[Items listed in a dataset]

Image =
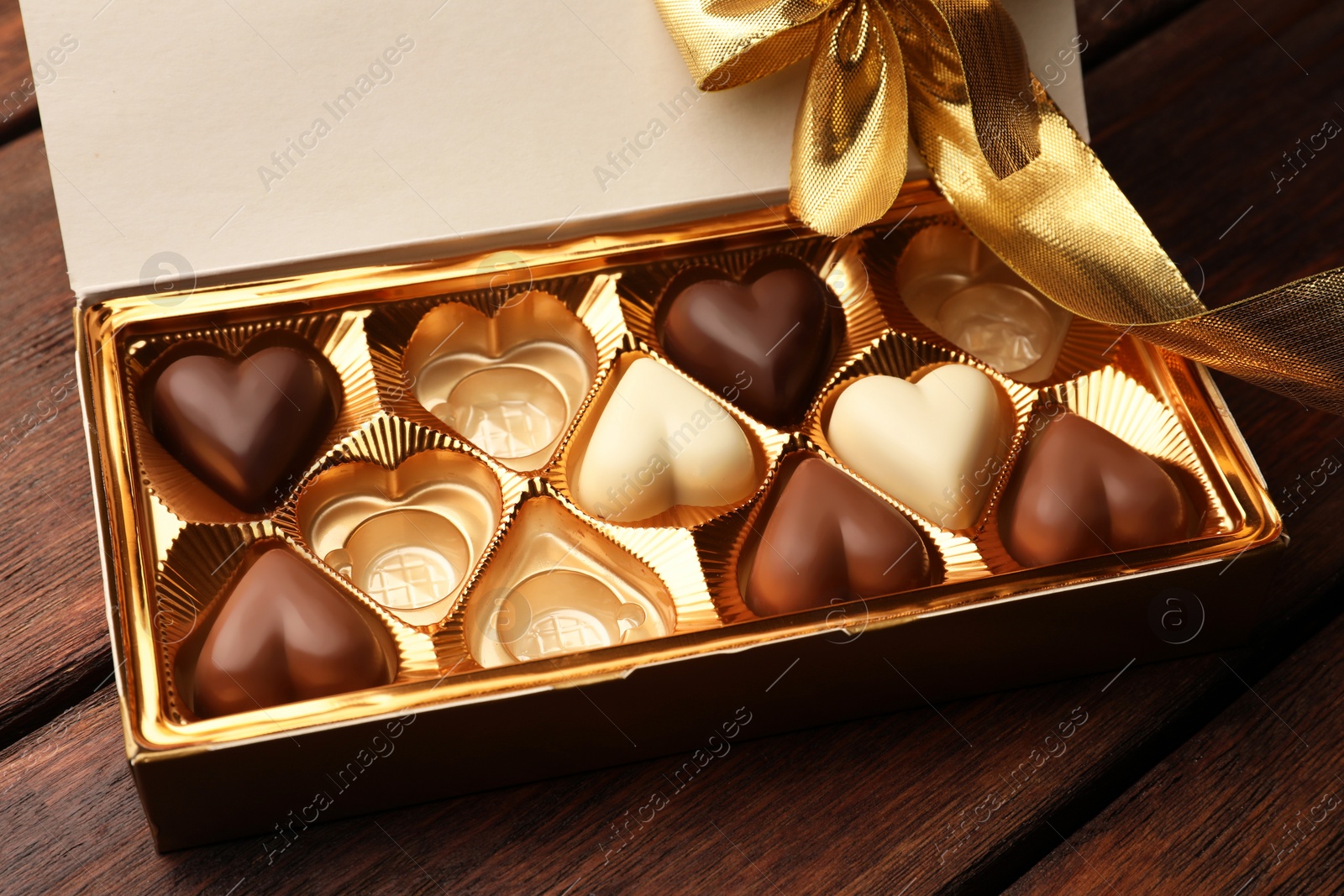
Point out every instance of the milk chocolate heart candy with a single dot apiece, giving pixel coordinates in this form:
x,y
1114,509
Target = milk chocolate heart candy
x,y
284,634
659,443
245,425
827,539
1081,492
934,445
765,345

#### Instructions for the task:
Reproduce the entries above word for word, with the pictures left out.

#### Solved exercise:
Image =
Point out every instance of the milk chocolate heart candy with a single dot apiece, giving pixel coordinates in this form:
x,y
1114,509
Target = milk chocolate heart candy
x,y
284,634
659,443
245,425
827,539
1081,492
934,445
765,345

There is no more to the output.